-- Task item --
Only the lines below starting at the one containing "box: [222, 238, 326, 315]" and ending at the one containing "263L233 267L235 287L251" belong in the answer, each copied exactly.

-- Material to process --
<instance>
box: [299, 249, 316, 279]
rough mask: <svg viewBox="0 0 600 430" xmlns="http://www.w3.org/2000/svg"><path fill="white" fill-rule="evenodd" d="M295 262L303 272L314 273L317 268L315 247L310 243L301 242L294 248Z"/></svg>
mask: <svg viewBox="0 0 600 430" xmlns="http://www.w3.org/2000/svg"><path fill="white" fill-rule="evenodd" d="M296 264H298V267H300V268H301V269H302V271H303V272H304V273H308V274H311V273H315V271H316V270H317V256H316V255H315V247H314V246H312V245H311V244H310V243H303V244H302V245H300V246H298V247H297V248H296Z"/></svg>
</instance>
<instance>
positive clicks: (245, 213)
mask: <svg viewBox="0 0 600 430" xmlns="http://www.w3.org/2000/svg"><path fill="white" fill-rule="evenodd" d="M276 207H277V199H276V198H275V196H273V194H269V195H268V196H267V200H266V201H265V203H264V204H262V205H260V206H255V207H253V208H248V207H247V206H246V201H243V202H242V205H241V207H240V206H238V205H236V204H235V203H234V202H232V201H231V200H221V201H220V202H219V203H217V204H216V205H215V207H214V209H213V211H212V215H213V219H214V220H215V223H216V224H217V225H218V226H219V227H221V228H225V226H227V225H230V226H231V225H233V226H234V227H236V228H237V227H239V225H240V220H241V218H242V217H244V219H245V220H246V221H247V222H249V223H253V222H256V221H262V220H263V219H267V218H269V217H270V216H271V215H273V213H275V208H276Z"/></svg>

* * *

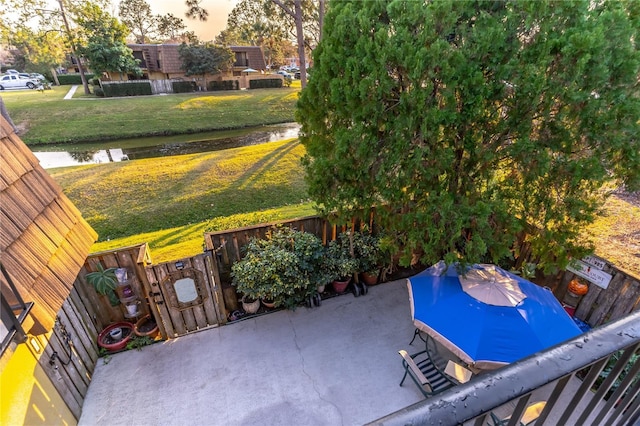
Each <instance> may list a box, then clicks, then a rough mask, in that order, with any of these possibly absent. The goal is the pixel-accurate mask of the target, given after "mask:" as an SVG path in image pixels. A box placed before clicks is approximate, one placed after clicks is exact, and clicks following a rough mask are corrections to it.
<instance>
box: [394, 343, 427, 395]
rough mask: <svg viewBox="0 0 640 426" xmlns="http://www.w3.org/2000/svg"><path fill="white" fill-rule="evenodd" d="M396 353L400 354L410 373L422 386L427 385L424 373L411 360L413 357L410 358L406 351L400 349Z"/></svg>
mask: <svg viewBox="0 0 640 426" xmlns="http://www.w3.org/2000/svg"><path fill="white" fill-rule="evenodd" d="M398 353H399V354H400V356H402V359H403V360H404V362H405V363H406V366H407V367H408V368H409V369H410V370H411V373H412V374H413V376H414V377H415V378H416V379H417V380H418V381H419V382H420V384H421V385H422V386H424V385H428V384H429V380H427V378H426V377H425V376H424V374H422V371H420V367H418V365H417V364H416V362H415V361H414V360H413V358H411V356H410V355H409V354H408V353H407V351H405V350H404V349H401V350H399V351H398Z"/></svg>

* * *

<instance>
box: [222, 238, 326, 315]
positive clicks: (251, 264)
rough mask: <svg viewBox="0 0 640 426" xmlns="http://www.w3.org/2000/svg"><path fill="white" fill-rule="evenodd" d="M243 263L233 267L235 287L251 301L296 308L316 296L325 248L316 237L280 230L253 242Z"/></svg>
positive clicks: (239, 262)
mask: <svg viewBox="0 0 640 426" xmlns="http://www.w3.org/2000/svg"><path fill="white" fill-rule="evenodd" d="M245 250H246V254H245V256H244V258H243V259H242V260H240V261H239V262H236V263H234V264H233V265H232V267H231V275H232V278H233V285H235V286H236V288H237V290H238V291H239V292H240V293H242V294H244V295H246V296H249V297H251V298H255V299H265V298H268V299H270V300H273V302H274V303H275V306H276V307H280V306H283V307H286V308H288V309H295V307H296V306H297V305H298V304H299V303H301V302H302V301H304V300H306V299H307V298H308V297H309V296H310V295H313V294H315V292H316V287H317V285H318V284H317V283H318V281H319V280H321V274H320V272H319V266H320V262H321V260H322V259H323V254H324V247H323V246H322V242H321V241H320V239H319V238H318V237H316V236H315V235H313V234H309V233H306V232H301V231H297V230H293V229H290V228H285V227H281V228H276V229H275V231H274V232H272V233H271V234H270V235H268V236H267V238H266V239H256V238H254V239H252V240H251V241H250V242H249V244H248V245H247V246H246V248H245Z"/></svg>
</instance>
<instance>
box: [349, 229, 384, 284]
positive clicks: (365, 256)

-- Response to the task --
box: [222, 238, 326, 315]
positive clicks: (251, 264)
rough mask: <svg viewBox="0 0 640 426" xmlns="http://www.w3.org/2000/svg"><path fill="white" fill-rule="evenodd" d="M243 263L233 267L235 287L251 301L296 308L316 296L325 248L316 237L280 230L253 242Z"/></svg>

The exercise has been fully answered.